**Labeled contour entries**:
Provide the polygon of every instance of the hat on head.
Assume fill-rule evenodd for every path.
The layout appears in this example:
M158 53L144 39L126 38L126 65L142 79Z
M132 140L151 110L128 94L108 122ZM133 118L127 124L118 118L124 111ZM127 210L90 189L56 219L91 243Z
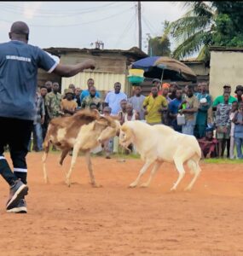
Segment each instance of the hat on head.
M224 84L223 85L223 88L231 88L231 85L230 84Z
M65 95L67 95L67 94L74 95L73 90L72 89L68 89L65 91Z
M158 83L160 83L161 84L161 80L158 79L153 79L152 83L155 83L155 82L158 82Z
M164 83L162 85L162 89L169 89L171 84L169 83Z
M243 91L243 86L242 85L237 85L236 89L234 90L234 93L237 93L238 90L242 90Z

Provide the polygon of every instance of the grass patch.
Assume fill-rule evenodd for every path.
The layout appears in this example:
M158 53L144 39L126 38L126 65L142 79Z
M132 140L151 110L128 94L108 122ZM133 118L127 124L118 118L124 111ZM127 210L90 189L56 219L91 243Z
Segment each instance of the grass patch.
M211 158L211 159L205 159L204 160L204 162L208 164L243 164L243 160L230 160L230 159L217 159L217 158Z
M58 154L60 155L61 151L53 151L50 150L49 153L54 154ZM84 154L80 152L78 154L78 156L84 156ZM97 154L91 154L92 157L105 157L105 153L104 152L100 152ZM136 154L125 154L122 153L115 153L112 154L111 157L113 159L140 159L140 155ZM205 159L202 160L203 162L207 163L207 164L243 164L243 160L229 160L229 159L217 159L217 158L211 158L211 159Z

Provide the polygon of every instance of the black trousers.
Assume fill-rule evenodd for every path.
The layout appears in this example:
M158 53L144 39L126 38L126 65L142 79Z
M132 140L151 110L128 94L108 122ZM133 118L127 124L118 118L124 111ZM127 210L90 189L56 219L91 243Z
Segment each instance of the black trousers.
M26 183L27 165L26 156L31 139L33 121L0 117L0 174L9 185L20 178ZM12 172L4 158L4 147L9 145L14 166Z

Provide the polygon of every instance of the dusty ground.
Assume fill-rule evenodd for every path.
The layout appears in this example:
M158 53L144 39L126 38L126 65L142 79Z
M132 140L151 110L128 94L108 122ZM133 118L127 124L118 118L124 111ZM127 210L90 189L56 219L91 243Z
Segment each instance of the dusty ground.
M127 189L139 160L93 158L93 189L80 157L67 188L50 154L43 183L42 154L30 154L28 214L4 212L9 189L0 179L0 255L243 255L243 164L201 164L190 193L171 193L176 172L165 164L149 189ZM7 154L9 158L9 155ZM68 168L70 156L63 168ZM148 174L142 180L148 177Z

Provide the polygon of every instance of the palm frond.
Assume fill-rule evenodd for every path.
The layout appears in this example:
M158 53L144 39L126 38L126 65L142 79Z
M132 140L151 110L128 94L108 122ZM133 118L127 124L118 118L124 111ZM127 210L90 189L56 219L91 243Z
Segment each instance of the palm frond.
M176 47L172 56L175 59L182 59L199 51L203 45L205 35L205 32L204 31L194 33L192 37Z

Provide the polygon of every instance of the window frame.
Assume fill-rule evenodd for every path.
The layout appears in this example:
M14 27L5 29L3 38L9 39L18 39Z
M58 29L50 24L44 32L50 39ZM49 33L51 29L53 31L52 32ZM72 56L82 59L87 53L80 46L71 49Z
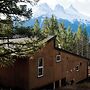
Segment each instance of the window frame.
M59 60L57 60L57 57L59 57L60 59ZM56 62L58 63L58 62L61 62L62 60L61 60L61 55L59 54L59 55L56 55Z
M42 59L42 65L39 66L40 65L39 62L40 62L41 59ZM42 74L41 75L39 75L39 70L40 69L42 69ZM38 77L42 77L42 76L44 76L44 58L40 57L40 58L38 58Z
M77 65L76 67L75 67L75 70L78 72L80 69L79 69L79 65Z

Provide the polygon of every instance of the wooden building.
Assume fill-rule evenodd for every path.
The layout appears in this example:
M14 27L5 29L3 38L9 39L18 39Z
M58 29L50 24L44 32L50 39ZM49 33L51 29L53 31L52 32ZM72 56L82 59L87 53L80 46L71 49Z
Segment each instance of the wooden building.
M30 57L17 58L13 66L0 69L0 84L24 90L49 84L53 88L77 83L88 77L88 59L55 47L55 37Z

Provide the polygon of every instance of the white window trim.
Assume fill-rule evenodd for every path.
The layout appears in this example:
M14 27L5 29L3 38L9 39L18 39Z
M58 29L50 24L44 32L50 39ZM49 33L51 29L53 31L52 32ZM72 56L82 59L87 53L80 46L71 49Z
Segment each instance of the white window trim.
M42 57L41 57L41 58L42 58ZM42 66L39 66L39 60L40 60L41 58L38 59L38 77L44 76L44 58L42 58ZM42 75L39 75L39 69L42 69Z
M60 60L57 60L57 57L60 57ZM61 55L56 55L56 62L61 62Z

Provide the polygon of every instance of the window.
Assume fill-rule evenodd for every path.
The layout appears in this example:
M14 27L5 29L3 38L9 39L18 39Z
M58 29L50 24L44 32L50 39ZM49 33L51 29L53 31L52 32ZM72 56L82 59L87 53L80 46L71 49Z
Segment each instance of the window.
M79 71L79 65L76 66L76 71Z
M56 55L56 62L60 62L61 61L61 55Z
M22 11L26 11L26 5L20 5L20 9L22 10Z
M38 59L38 77L42 77L44 74L44 59Z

**What you should do**: Which lines above contain the string "building"? Pull out each of them, counting a match only when the case is the same.

**Result of this task**:
Provide the polygon of every instance of the wooden building.
Segment each instance of the wooden building.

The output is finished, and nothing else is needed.